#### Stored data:
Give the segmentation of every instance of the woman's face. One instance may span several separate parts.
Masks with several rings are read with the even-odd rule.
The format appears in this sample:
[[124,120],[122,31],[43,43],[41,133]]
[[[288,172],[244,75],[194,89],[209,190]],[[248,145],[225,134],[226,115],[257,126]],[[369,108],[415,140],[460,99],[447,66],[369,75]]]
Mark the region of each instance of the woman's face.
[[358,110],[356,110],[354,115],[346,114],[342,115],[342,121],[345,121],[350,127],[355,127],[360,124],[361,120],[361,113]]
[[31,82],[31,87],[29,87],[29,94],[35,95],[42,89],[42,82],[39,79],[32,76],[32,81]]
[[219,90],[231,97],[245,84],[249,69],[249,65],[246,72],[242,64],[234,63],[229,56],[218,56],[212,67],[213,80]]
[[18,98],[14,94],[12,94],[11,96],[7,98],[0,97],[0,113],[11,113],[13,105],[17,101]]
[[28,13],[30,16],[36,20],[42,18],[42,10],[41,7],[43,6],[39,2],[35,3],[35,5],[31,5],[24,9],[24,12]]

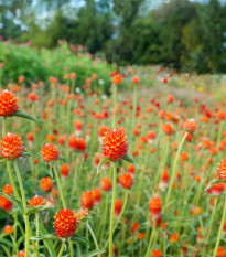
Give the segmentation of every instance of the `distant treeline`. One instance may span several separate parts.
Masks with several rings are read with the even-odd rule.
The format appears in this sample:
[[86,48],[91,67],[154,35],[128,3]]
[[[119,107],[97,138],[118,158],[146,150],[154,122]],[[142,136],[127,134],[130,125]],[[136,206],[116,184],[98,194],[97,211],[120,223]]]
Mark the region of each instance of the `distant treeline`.
[[155,9],[150,0],[15,2],[0,2],[4,39],[37,47],[66,40],[120,65],[226,73],[226,4],[220,1],[172,0]]

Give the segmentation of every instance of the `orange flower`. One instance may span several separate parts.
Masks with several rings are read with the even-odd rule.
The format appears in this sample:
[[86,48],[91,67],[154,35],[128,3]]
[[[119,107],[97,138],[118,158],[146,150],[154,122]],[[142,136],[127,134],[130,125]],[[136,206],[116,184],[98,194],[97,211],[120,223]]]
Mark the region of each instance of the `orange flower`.
[[29,207],[44,205],[45,200],[42,196],[35,195],[29,201]]
[[93,196],[94,196],[94,203],[99,204],[101,200],[101,192],[98,188],[92,190]]
[[46,162],[54,161],[58,159],[58,149],[56,146],[51,143],[45,143],[41,151],[42,159]]
[[80,197],[80,204],[83,208],[92,208],[94,206],[94,195],[92,191],[86,191]]
[[53,181],[51,180],[51,178],[46,176],[46,178],[43,178],[41,181],[40,181],[40,186],[43,191],[45,192],[49,192],[53,189]]
[[115,216],[119,216],[121,208],[123,205],[123,201],[121,199],[117,199],[115,202]]
[[19,110],[18,98],[12,92],[3,90],[0,94],[0,116],[11,116]]
[[160,197],[152,197],[149,202],[149,211],[152,216],[159,216],[162,210],[162,201]]
[[173,233],[170,235],[170,242],[176,244],[179,242],[179,233]]
[[69,208],[62,208],[54,217],[54,228],[57,237],[73,237],[76,229],[75,213]]
[[104,178],[100,182],[100,186],[105,192],[108,192],[111,190],[111,181],[109,178]]
[[67,178],[68,176],[68,174],[69,174],[69,167],[68,167],[68,164],[62,164],[62,167],[61,167],[61,174],[62,174],[62,176],[63,178]]
[[118,161],[127,154],[127,136],[121,130],[110,130],[101,138],[103,154],[112,161]]
[[197,122],[195,121],[195,119],[187,119],[184,122],[184,129],[191,133],[195,131],[196,127],[197,127]]
[[125,189],[131,189],[133,185],[133,179],[130,173],[122,174],[118,178],[119,183],[125,188]]
[[226,180],[226,158],[218,164],[217,172],[220,180]]
[[0,196],[0,207],[6,212],[10,212],[12,210],[12,202],[4,196]]
[[162,257],[161,250],[154,249],[154,250],[152,251],[151,257]]
[[6,185],[3,186],[3,189],[2,189],[2,192],[3,192],[4,194],[8,194],[8,195],[12,194],[12,193],[13,193],[12,185],[11,185],[11,184],[6,184]]
[[13,226],[7,225],[7,226],[3,228],[3,233],[7,234],[7,235],[12,234],[12,233],[13,233]]
[[0,141],[0,154],[6,159],[17,159],[23,154],[23,142],[18,133],[8,132]]

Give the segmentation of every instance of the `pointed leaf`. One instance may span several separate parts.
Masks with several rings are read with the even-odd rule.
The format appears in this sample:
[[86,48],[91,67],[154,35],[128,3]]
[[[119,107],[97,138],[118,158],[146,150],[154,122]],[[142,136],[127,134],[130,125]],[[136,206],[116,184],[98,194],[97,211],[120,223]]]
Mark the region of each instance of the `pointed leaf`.
[[28,211],[25,212],[25,215],[39,213],[39,212],[42,212],[42,211],[47,210],[47,208],[51,208],[51,207],[47,205],[33,206],[33,207],[28,208]]
[[85,257],[93,257],[93,256],[101,255],[105,253],[106,250],[93,250],[93,251],[89,251]]
[[220,180],[220,179],[216,179],[216,180],[213,180],[205,189],[204,191],[207,191],[209,190],[214,184],[217,184],[219,182],[226,182],[225,180]]
[[134,161],[134,159],[131,156],[127,154],[122,157],[121,159],[132,163],[137,169],[139,168],[138,163]]
[[29,115],[28,113],[23,111],[23,110],[18,110],[15,111],[12,116],[18,116],[24,119],[30,119],[36,124],[40,124],[40,121],[37,119],[35,119],[32,115]]
[[107,162],[110,162],[111,160],[109,159],[109,158],[104,158],[104,159],[101,159],[101,161],[99,162],[99,164],[98,164],[98,167],[97,167],[97,174],[99,173],[99,170],[100,170],[100,168],[105,164],[105,163],[107,163]]

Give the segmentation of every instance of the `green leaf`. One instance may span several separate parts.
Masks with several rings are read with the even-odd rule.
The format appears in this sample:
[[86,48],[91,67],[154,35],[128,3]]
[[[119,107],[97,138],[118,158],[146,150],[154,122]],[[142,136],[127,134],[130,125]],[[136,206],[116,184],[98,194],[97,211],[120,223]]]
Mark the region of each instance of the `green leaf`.
[[40,206],[33,206],[33,207],[29,207],[28,211],[25,212],[25,215],[31,215],[33,213],[39,213],[42,212],[46,208],[50,208],[50,206],[47,205],[40,205]]
[[93,250],[89,251],[85,257],[93,257],[93,256],[97,256],[97,255],[101,255],[105,254],[106,250]]
[[220,180],[220,179],[213,180],[213,181],[204,189],[204,191],[209,190],[214,184],[218,184],[219,182],[225,182],[225,180]]
[[107,163],[107,162],[110,162],[111,160],[109,159],[109,158],[104,158],[104,159],[101,159],[101,161],[99,162],[99,164],[98,164],[98,167],[97,167],[97,174],[99,173],[99,170],[100,170],[100,168],[105,164],[105,163]]
[[25,113],[23,110],[18,110],[11,116],[18,116],[18,117],[21,117],[21,118],[24,118],[24,119],[30,119],[30,120],[32,120],[32,121],[34,121],[36,124],[40,124],[40,121],[37,119],[35,119],[33,116],[29,115],[28,113]]
[[8,199],[9,201],[11,201],[17,207],[18,210],[23,213],[23,205],[22,205],[22,202],[17,200],[15,197],[13,196],[10,196],[8,194],[4,194],[3,192],[0,192],[0,195],[2,195],[3,197]]
[[73,236],[73,237],[71,238],[71,240],[73,240],[73,242],[78,242],[78,243],[83,243],[83,244],[85,244],[85,245],[89,245],[89,240],[86,239],[86,237],[80,236],[80,235],[75,235],[75,236]]
[[49,234],[49,235],[42,235],[42,236],[32,236],[30,237],[31,240],[61,240],[60,237]]
[[[47,231],[44,228],[44,226],[42,224],[40,224],[40,234],[42,236],[47,235]],[[45,247],[47,248],[50,256],[52,257],[56,257],[56,251],[53,245],[52,240],[44,240]]]
[[137,169],[139,168],[138,163],[134,161],[134,159],[132,157],[130,157],[129,154],[121,158],[125,161],[128,161],[130,163],[132,163]]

#### PROBLEM REQUIREMENTS:
Lay out as a numbered list every line from the start of the rows above through the line containing "Mark the region of each instance of the woman's", both included. Leave out blank lines.

#### OUTPUT FOR THIS TASK:
1. Give the segmentation of every instance of the woman's face. One instance may span several separate parts.
2. Masks with several rings are read with the even-odd rule.
3. The format appears in this sample:
4. [[124,120],[122,31],[43,43],[41,133]]
5. [[[288,172],[244,75],[194,89],[209,190]],[[248,145],[225,134],[226,115],[257,126]],[[369,108],[415,140],[460,99],[447,66],[369,75]]]
6. Mark the region of each instance of the woman's face.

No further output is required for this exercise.